▶ **Record set**:
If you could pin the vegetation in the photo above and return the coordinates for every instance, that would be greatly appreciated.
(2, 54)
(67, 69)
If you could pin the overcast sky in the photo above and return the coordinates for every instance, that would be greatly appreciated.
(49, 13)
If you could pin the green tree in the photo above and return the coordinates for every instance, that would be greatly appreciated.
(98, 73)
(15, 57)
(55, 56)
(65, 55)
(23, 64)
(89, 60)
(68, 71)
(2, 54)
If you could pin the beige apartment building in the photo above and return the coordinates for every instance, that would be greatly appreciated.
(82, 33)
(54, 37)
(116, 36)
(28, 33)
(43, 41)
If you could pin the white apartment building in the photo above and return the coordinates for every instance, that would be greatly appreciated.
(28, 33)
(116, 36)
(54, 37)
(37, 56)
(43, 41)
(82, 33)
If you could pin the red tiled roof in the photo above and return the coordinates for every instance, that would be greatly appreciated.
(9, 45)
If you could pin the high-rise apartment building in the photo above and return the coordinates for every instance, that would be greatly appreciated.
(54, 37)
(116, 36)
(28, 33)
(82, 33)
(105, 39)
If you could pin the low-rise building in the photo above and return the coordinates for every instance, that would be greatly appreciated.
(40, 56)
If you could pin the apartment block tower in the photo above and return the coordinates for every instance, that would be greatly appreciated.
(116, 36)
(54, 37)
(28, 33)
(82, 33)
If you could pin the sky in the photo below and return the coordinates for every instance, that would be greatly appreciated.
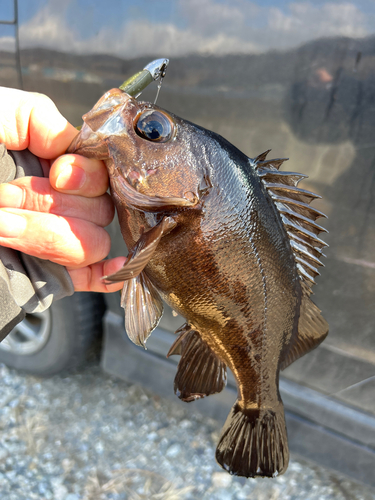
(178, 27)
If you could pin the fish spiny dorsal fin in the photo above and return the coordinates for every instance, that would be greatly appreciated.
(262, 156)
(275, 163)
(293, 204)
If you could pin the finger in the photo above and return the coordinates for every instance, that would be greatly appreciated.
(76, 174)
(37, 195)
(31, 120)
(88, 279)
(67, 241)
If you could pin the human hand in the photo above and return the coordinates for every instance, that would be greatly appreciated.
(62, 218)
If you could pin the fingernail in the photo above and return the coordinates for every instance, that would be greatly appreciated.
(11, 225)
(71, 179)
(11, 196)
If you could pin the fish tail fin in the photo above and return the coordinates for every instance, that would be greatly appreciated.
(254, 442)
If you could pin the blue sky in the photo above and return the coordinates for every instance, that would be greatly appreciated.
(178, 27)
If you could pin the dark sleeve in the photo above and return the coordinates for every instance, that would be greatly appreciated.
(27, 284)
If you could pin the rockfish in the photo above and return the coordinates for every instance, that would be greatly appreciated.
(231, 244)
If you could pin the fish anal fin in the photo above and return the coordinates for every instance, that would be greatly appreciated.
(142, 252)
(143, 308)
(200, 372)
(312, 330)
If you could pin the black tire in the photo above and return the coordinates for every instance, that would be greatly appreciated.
(74, 328)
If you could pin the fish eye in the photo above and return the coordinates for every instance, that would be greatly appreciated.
(154, 126)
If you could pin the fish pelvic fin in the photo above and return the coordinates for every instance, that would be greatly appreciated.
(200, 372)
(297, 216)
(254, 442)
(312, 330)
(143, 308)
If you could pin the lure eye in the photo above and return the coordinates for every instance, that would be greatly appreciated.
(154, 126)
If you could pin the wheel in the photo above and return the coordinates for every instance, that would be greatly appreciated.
(56, 340)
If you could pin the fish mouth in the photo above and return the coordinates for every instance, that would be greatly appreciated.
(86, 143)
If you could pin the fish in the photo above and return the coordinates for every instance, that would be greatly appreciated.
(231, 243)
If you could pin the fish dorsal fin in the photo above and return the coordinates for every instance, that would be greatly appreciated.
(200, 372)
(298, 217)
(312, 330)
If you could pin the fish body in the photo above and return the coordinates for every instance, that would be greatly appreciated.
(228, 242)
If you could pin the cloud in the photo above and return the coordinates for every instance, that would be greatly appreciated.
(210, 27)
(306, 21)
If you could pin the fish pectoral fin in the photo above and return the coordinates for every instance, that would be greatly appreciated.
(142, 252)
(143, 308)
(312, 330)
(200, 372)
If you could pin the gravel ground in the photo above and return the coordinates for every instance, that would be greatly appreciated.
(88, 436)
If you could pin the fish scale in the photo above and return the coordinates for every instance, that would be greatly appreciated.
(232, 245)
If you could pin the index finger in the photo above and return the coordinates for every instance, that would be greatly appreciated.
(31, 120)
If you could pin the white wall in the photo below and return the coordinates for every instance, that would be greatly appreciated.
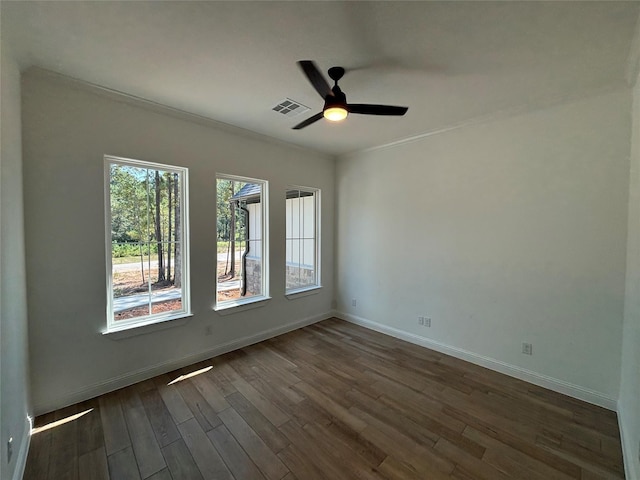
(67, 129)
(629, 401)
(506, 232)
(14, 372)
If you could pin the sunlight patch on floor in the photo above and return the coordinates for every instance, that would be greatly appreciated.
(189, 375)
(57, 423)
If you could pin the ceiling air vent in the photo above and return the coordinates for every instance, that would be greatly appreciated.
(290, 108)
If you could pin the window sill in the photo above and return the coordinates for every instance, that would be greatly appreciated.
(235, 306)
(303, 292)
(142, 328)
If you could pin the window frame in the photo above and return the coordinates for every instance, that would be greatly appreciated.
(308, 289)
(241, 304)
(113, 326)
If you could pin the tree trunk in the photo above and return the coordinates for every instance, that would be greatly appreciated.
(161, 272)
(169, 232)
(177, 257)
(232, 238)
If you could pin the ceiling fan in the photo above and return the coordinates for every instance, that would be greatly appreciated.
(336, 107)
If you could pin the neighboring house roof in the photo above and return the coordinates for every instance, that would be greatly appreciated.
(249, 193)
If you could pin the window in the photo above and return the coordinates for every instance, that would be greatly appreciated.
(147, 248)
(241, 236)
(302, 236)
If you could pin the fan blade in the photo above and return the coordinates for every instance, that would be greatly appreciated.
(309, 121)
(315, 77)
(370, 109)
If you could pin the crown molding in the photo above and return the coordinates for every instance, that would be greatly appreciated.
(498, 115)
(119, 96)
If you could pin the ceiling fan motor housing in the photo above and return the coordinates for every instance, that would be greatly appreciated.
(338, 99)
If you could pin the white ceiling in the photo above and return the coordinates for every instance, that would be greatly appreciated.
(449, 62)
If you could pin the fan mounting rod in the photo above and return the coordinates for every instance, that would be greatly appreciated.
(336, 73)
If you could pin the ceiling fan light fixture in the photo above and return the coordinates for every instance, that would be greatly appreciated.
(335, 113)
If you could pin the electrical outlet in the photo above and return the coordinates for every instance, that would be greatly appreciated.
(9, 449)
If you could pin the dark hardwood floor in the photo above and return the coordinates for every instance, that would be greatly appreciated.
(330, 401)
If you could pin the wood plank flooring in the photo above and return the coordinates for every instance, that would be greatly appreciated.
(330, 401)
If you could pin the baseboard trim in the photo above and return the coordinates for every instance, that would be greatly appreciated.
(23, 453)
(115, 383)
(560, 386)
(628, 448)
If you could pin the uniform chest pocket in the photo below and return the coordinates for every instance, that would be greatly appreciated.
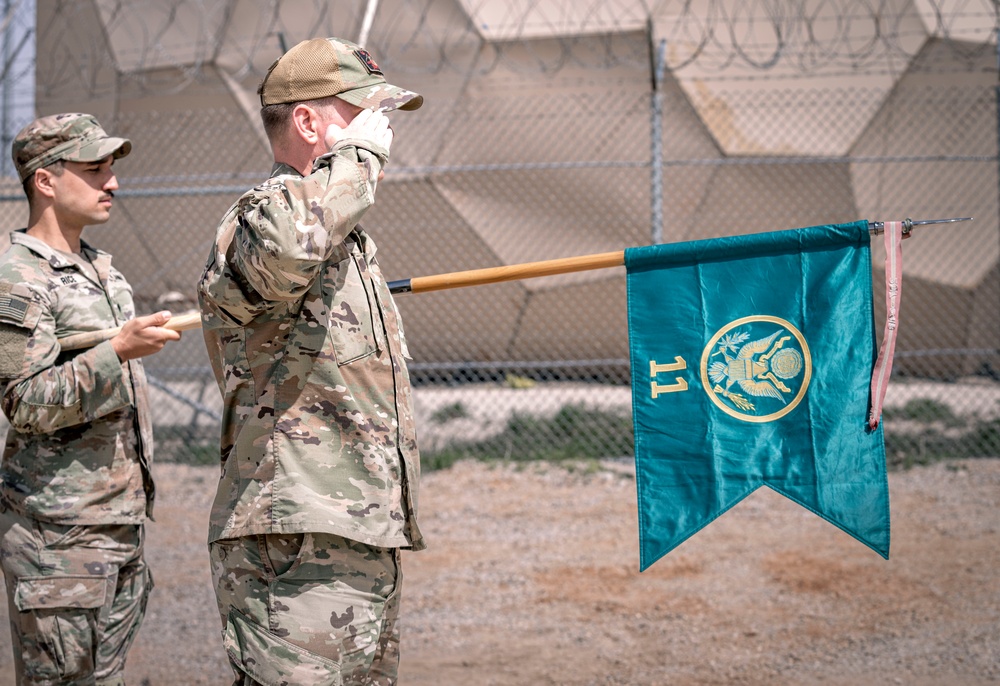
(353, 327)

▶ **What the task requires**:
Pictures are to be left out; everything else in the records gets retyped exactly.

▶ **Answer to this task**:
If you could pin the vegetation in the photo above and return the coordinates for every instance, that would be greatly appreciated.
(2, 54)
(67, 69)
If you could pin the overcast sky in the photo above and return the coordinates for every instance, that would be greatly appreciated.
(49, 13)
If you could pin the green tree in the photo above and return the coordinates for every instance, that would be greatly appreciated.
(98, 73)
(15, 57)
(55, 56)
(65, 55)
(23, 64)
(89, 60)
(68, 71)
(2, 54)
If you could pin the beige apartment building in the photo above and return the coordinates for every instance, that would be greatly appreciated.
(82, 33)
(54, 37)
(116, 36)
(28, 33)
(43, 41)
If you could pin the white apartment building in the photo above and return the coordinates for every instance, that would be greatly appreciated.
(28, 33)
(116, 36)
(54, 37)
(37, 56)
(43, 41)
(82, 33)
If you could pin the red tiled roof in the photo above and return the coordinates for every instance, that would be greatly appreciated.
(9, 45)
If you could pin the high-rise apartment building in the photo above and return the coordinates for every instance, that would be greatly appreciated.
(54, 37)
(116, 36)
(28, 33)
(82, 33)
(105, 39)
If you could pin the low-rise building in the photo above and return the coordinates for every instance, that would be greatly appreciated.
(40, 56)
If you could pin the apartment block tower in the photo above and return the coordinates for every instance, that would be greatly appreciated.
(116, 36)
(54, 37)
(28, 33)
(82, 33)
If you could pin the sky in the photo below and return the coordinates for every instance, that would be greatly appreciated.
(178, 27)
If you could pin the fish spiny dorsal fin in the photo above and return the coordinates for every instance, that would be greatly appreciated.
(262, 156)
(275, 163)
(293, 204)
If you could pin the finger in the photo above and return the coordinates for every instance, that would be greatly appreciated.
(76, 174)
(37, 195)
(31, 120)
(88, 279)
(67, 241)
If you could pin the human hand in the photo above and return the coordinates for every instance, that would be greatly appreciated.
(62, 218)
If you could pin the fingernail in the photo above and return the coordinates for every instance, that would be greatly appreciated.
(11, 225)
(71, 179)
(11, 196)
If you could pin the fish tail fin in the photo above and return the coordinates for every instance, that would be greatly appreciated.
(254, 442)
If you could pin the blue sky in the photo above and return the coordinates for every instance, that would be greatly appreciated.
(178, 27)
If you could pin the dark sleeve in the photo above and return the coordinates for every instance, that would be greatly appreciated.
(27, 284)
If you could pin the rockfish in the photo above and return the coordinates for every instance, that would be greatly appreciated.
(231, 244)
If you could pin the fish anal fin in the photo above and return the coordinates for every instance, that would be greatly appreciated.
(142, 252)
(143, 308)
(200, 372)
(312, 330)
If you could pin the black tire in the photo above and return the coordinates for every instance, that would be greatly appreciated.
(74, 328)
If you could pin the fish eye in the photo above and return the coordinates for every instance, that would be greatly appreciated.
(154, 126)
If you could pin the fish pelvic fin in the photo above and return the coordinates for every instance, that would be greatly appreciated.
(200, 372)
(297, 216)
(254, 442)
(312, 330)
(143, 308)
If you could pin the lure eye in the photo above and return the coordinates for every instance, that would be greatly appreciated.
(154, 126)
If you could pin the wheel in the photo above and return the coordinates for every instance, that would be greatly appreciated.
(56, 340)
If you could pin the fish mouth in the photo above and return the coordinates for every instance, that would be greatly appreciated.
(86, 143)
If you could pin the fish in the photo above and return the coordinates for every instance, that would be greatly appreciated.
(231, 243)
If you could pin the fish dorsal fin in the photo above and return the coordinates for every instance, that would be greatly appreciated.
(200, 372)
(298, 217)
(312, 330)
If you could pin the fish body in the photo above and return the coordinates for every instance, that would be greatly appreciated.
(228, 242)
If you could pin the cloud in the photo above and return the coordinates for every instance, that would be greatly appreciated.
(210, 27)
(306, 21)
If you could pin the fish pectoral fin in the photo above and return the coordinates for every instance, that would be greatly appreciated.
(142, 252)
(143, 308)
(312, 330)
(200, 372)
If you could pin the gravel ground in the photo above and return the coordinates for every instance, that would be greatly appreciated.
(88, 436)
If you could pin the fish scale in the photo above and return the coordinates for every instance, that would be greatly appreciated.
(232, 245)
If you could pin the index finger in the photo above and return the coordinates for every instance, that would be greatly appreciated.
(31, 120)
If you could pin the white wall in the photo below and return the coordinates for every instance, that would be greatly appreciated.
(67, 129)
(629, 401)
(506, 232)
(14, 372)
If you could pin the sunlight patch on floor in the photo above and return the coordinates for every instance, that would be greatly appreciated.
(189, 375)
(57, 423)
If you could pin the ceiling air vent in the photo above and return the coordinates for every instance, that would be greatly appreciated.
(290, 108)
If you could pin the window sill in the photo above and return the coordinates for every instance, that would be greatly appreciated.
(235, 306)
(303, 292)
(142, 328)
If you could pin the window frame in the photo above and return the coordinates for every instance, that would be greatly appreciated.
(308, 289)
(241, 304)
(113, 326)
If you could pin the tree trunk in the photo above and return the coordinates for every instance, that would be greatly appreciated.
(161, 272)
(169, 232)
(177, 257)
(232, 238)
If you could pin the ceiling fan in the photo above and return the coordinates for every instance, that would be greatly appreciated.
(336, 107)
If you could pin the neighboring house roof in the photo above and return the coordinates for every instance, that would be greatly appreciated.
(249, 193)
If you could pin the window in the photo above and return the coordinates for every instance, that would be greatly appreciated.
(147, 248)
(241, 236)
(302, 236)
If you could pin the fan blade in the photo above and return the coordinates for every instance, that would be greatly appreciated.
(309, 121)
(315, 77)
(370, 109)
If you could pin the crown molding in the photo above and return the coordinates for every instance, that would be greatly appreciated.
(498, 115)
(119, 96)
If you could pin the ceiling fan motor housing in the photo above and return the coordinates for every instance, that would be greatly appreciated.
(338, 99)
If you could pin the white ceiling in the photo above and return the coordinates for every instance, that would be greatly appreciated.
(449, 62)
If you could pin the fan mounting rod in the photo above and return the coordinates for every instance, that would be greatly appreciated.
(336, 73)
If you could pin the ceiling fan light fixture in the photo above and return the coordinates for every instance, that would be greatly appreciated.
(335, 113)
If you could pin the electrical outlet in the photo above and return the coordinates for every instance, that would be greatly appreciated.
(9, 449)
If you could pin the dark hardwood floor in the photo above and return the coordinates for every instance, that would be greatly appreciated.
(330, 401)
If you could pin the wood plank flooring in the photo above and return the coordinates for every instance, that would be greatly appreciated.
(330, 401)
If you could pin the baseboard trim in the photo above and return the coordinates for every instance, that would be greatly appreciated.
(23, 453)
(115, 383)
(560, 386)
(628, 448)
If you could pin the uniform chest pocket in the photo below and return the coordinates for every instance, that would be greatly appreciated.
(353, 327)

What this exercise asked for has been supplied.